Source passage: Begin

The CSA Model Code says “Implied consent arises where consent may reasonably be inferred from the action or inaction of the individual”. This covers situations where the intended use or disclosure is obvious from the context and the organization can assume with little or no risk that the individual, by providing the personal information, is aware of and consents to the intended use or disclosure. Thus, where circumstances indicate that an individual has a certain understanding, knowledge, or acceptance, or certain information has been brought to the attention of an individual, consent might be implied.
Transfers of personal information
The Privacy Guide asserts that when an organization transfers personal information to third parties it must “obtain appropriate consent from the customer/client for the transfer”. This statement is not consistent with, or at least fully consistent with, the longstanding opinion of the OPC that a “transfer” of personal information “is a use by the organization” and “is not to be confused with a disclosure”. Thus, as confirmed by the OPC in a recent decision:
when an organization transfers personal information to a third party for processing, the third party can only use the personal information for the purposes for which the information was originally collected. If the information is being used for a purpose for which it was originally collected, additional consent for the transfer is not required.

Source passage: End

What is being asked: Reproduce the privacy passage word for word, from "Transfers of personal" up to and including "is not required.". Nothing in the listing is needed here.

Information shown: Begin

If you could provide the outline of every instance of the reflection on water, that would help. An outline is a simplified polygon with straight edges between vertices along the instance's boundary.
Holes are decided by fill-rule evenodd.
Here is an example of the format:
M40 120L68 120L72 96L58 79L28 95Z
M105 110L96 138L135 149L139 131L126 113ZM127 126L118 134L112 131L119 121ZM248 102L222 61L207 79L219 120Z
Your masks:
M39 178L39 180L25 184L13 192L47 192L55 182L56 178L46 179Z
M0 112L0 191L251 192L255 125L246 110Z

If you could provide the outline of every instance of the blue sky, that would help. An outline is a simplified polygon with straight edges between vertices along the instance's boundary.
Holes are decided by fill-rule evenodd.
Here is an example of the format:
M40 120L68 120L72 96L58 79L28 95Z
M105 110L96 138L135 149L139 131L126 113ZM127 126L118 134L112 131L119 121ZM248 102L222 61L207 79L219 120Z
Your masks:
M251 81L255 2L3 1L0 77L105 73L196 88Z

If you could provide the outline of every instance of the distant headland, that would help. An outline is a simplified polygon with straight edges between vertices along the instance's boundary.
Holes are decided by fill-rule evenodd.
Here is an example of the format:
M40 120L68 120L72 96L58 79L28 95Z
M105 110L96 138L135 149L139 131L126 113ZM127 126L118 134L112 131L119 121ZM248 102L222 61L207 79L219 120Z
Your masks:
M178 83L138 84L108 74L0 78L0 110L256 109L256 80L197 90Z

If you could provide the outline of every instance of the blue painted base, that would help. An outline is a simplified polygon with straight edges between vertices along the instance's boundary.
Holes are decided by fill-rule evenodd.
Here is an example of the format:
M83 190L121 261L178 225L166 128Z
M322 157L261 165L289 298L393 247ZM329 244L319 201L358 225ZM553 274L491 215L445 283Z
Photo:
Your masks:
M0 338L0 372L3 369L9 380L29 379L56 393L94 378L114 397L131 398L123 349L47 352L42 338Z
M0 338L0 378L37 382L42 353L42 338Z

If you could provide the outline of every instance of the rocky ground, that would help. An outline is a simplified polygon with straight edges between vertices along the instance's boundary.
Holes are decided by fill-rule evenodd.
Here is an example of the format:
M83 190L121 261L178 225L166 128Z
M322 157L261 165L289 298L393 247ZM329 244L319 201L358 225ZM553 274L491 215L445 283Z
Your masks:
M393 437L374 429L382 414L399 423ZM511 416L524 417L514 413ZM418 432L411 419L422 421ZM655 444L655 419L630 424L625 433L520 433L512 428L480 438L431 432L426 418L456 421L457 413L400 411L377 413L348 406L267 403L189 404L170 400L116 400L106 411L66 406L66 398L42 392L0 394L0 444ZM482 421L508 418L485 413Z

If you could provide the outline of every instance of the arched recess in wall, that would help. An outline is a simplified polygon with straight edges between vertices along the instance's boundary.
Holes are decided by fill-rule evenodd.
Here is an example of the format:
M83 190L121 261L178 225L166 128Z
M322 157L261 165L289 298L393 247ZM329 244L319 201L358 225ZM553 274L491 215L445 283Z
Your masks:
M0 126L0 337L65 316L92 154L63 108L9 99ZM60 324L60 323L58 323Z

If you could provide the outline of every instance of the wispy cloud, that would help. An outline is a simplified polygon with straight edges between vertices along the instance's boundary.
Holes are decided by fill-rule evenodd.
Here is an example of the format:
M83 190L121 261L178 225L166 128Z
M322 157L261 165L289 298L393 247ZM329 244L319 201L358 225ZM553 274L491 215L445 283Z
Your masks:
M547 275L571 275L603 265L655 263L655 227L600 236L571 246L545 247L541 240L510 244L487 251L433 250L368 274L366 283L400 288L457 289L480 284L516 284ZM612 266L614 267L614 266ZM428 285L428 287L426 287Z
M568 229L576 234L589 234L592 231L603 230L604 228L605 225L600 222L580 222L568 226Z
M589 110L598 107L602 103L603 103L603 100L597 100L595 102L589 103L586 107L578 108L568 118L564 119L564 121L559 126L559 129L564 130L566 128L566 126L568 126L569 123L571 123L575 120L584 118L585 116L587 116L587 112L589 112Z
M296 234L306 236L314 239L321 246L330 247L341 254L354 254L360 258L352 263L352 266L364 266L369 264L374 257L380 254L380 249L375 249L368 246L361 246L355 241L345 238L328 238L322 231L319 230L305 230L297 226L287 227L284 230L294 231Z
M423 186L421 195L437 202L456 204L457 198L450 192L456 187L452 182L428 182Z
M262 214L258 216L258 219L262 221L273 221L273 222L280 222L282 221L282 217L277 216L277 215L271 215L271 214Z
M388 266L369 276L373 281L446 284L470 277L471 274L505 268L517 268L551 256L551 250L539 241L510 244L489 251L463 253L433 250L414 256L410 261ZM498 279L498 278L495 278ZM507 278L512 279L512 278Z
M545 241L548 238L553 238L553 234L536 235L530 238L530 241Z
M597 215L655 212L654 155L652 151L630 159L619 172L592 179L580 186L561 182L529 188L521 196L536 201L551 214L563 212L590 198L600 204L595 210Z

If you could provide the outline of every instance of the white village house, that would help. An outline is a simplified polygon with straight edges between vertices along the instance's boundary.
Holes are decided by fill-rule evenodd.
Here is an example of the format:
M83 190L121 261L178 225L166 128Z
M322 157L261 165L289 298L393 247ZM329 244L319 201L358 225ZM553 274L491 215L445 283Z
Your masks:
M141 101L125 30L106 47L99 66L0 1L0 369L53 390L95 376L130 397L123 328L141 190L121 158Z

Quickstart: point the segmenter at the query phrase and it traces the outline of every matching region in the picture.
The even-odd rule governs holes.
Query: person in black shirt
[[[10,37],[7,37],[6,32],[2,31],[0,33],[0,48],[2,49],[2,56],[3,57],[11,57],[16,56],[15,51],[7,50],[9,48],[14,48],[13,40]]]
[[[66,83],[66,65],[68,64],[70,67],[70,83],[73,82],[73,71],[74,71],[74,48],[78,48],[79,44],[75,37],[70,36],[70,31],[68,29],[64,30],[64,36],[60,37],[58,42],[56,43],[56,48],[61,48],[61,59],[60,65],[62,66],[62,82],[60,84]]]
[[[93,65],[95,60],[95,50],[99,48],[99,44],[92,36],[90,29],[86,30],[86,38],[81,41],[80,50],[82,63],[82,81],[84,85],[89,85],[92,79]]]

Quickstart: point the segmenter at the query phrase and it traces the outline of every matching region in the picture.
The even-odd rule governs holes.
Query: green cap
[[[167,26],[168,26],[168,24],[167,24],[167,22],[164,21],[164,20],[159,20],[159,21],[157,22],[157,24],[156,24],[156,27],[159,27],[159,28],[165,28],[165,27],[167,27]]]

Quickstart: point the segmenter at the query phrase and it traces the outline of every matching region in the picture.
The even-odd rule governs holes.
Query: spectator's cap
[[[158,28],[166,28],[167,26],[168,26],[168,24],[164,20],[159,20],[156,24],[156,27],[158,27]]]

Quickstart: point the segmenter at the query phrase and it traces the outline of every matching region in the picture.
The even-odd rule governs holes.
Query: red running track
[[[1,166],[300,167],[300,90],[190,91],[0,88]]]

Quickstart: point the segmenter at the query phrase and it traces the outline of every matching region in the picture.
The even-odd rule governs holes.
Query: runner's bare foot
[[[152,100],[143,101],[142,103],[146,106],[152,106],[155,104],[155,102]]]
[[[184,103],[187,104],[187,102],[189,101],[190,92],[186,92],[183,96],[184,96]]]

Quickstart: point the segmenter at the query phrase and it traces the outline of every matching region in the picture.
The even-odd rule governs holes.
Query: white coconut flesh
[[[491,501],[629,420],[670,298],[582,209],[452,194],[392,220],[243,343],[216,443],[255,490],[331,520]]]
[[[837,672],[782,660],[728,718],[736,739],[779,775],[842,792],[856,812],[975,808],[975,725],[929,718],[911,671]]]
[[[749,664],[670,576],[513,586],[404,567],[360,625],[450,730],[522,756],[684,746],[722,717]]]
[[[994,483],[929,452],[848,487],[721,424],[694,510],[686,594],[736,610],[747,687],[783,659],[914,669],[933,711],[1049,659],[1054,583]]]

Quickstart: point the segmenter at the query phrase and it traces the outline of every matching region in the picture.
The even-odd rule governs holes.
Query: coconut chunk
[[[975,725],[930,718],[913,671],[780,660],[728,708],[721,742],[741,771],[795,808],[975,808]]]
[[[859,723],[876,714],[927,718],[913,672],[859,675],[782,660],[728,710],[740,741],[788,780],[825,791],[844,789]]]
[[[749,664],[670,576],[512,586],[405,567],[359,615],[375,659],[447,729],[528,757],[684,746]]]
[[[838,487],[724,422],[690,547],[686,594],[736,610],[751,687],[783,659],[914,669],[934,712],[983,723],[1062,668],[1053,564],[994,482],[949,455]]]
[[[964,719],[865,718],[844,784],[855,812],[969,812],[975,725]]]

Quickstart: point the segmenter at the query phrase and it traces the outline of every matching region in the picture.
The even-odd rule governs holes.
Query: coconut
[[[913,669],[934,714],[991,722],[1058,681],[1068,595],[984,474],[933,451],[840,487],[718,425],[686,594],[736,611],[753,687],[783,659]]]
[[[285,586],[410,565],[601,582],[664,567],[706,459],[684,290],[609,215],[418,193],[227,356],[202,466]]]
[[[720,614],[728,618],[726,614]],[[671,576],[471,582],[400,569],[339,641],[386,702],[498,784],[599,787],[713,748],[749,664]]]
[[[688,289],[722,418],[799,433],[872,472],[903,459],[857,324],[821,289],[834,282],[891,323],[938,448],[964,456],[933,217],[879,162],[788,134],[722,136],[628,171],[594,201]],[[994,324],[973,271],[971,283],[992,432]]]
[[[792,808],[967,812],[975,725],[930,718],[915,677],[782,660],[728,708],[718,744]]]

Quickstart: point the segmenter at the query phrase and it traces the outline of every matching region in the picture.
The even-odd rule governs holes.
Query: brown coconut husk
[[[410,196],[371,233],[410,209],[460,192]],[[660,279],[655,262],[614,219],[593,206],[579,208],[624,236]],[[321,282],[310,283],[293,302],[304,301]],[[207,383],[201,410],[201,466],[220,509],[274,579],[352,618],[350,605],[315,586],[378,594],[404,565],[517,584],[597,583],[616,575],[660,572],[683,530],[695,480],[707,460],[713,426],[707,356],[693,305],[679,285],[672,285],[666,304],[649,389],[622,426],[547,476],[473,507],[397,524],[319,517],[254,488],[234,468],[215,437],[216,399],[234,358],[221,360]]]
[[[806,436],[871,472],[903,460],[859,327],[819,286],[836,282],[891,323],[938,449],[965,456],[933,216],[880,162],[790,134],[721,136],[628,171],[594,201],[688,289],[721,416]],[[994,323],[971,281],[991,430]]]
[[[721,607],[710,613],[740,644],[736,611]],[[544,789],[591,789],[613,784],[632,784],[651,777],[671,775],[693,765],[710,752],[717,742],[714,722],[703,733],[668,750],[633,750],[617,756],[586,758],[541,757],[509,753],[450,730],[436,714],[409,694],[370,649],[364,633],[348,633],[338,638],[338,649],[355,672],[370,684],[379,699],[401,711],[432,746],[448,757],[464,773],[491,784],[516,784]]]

Information shown: End

Reply:
Transfers of personal information
The Privacy Guide asserts that when an organization transfers personal information to third parties it must “obtain appropriate consent from the customer/client for the transfer”. This statement is not consistent with, or at least fully consistent with, the longstanding opinion of the OPC that a “transfer” of personal information “is a use by the organization” and “is not to be confused with a disclosure”. Thus, as confirmed by the OPC in a recent decision:
when an organization transfers personal information to a third party for processing, the third party can only use the personal information for the purposes for which the information was originally collected. If the information is being used for a purpose for which it was originally collected, additional consent for the transfer is not required.